/---

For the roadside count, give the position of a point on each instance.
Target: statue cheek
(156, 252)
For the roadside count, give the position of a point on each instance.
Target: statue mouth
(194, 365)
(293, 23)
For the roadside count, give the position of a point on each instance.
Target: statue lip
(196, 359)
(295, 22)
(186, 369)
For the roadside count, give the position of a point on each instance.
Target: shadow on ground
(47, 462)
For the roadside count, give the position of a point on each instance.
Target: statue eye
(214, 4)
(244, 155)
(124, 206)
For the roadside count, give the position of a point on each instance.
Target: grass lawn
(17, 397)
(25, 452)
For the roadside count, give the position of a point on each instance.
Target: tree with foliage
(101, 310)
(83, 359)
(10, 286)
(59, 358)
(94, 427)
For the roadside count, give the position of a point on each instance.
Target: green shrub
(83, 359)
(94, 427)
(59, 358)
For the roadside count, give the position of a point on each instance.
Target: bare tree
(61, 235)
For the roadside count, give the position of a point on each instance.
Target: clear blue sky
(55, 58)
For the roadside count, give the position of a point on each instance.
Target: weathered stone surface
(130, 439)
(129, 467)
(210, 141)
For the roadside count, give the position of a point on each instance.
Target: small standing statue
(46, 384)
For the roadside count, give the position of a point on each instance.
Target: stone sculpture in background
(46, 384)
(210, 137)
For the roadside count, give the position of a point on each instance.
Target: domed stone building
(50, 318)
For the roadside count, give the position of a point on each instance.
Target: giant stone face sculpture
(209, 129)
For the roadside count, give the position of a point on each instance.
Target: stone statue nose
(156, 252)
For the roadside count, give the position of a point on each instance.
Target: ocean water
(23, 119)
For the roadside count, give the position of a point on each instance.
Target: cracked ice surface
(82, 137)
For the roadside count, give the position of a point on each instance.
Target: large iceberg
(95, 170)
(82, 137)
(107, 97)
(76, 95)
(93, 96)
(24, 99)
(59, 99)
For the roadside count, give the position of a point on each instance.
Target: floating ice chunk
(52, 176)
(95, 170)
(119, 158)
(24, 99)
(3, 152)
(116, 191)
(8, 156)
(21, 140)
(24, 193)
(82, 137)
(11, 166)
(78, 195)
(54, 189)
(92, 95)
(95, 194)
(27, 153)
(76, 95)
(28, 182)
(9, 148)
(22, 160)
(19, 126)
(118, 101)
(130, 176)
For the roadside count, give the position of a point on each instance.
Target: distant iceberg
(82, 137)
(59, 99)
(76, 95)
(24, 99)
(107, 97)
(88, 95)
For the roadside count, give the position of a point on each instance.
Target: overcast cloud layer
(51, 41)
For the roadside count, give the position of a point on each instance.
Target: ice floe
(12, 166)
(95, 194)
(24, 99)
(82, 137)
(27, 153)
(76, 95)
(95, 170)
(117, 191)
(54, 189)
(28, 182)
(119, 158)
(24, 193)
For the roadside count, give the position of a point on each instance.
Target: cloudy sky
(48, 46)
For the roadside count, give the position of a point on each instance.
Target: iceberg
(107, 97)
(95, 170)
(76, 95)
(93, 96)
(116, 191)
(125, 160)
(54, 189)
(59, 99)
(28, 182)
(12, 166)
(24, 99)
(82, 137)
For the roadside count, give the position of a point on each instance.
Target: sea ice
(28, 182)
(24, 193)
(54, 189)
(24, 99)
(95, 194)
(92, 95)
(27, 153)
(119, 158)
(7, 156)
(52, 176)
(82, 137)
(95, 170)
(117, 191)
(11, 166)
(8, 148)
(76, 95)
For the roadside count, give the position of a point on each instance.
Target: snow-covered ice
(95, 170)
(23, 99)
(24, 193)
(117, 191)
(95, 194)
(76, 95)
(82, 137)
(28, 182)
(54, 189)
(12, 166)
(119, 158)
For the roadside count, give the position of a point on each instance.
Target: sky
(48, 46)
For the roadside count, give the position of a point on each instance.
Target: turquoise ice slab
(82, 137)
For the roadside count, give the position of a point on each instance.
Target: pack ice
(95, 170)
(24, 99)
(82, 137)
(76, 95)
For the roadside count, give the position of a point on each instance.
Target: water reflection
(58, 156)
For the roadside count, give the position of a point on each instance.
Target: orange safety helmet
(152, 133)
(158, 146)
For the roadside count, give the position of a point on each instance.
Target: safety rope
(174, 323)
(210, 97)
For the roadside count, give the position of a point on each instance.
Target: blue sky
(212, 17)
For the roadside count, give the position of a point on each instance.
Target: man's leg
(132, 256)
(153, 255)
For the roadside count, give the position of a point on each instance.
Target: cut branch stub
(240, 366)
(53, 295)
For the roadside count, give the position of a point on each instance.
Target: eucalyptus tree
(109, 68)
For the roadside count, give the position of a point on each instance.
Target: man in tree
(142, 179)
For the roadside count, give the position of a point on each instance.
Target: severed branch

\---

» **What this task involves**: The required output is each line from the one with "Target: man's leg" through the end of the material above, repeated exactly with both ends included.

» **Answer space**:
Target: man's leg
(132, 256)
(153, 255)
For the roadside count, give the position of a point on each instance.
Target: cut branch stub
(240, 366)
(53, 295)
For the roadside count, give the position of a point on each instance.
Target: eucalyptus tree
(109, 68)
For the roadside count, give the position of a point on each instance.
Target: man in tree
(142, 179)
For the roadside count, give the position of a point on each instance.
Target: severed branch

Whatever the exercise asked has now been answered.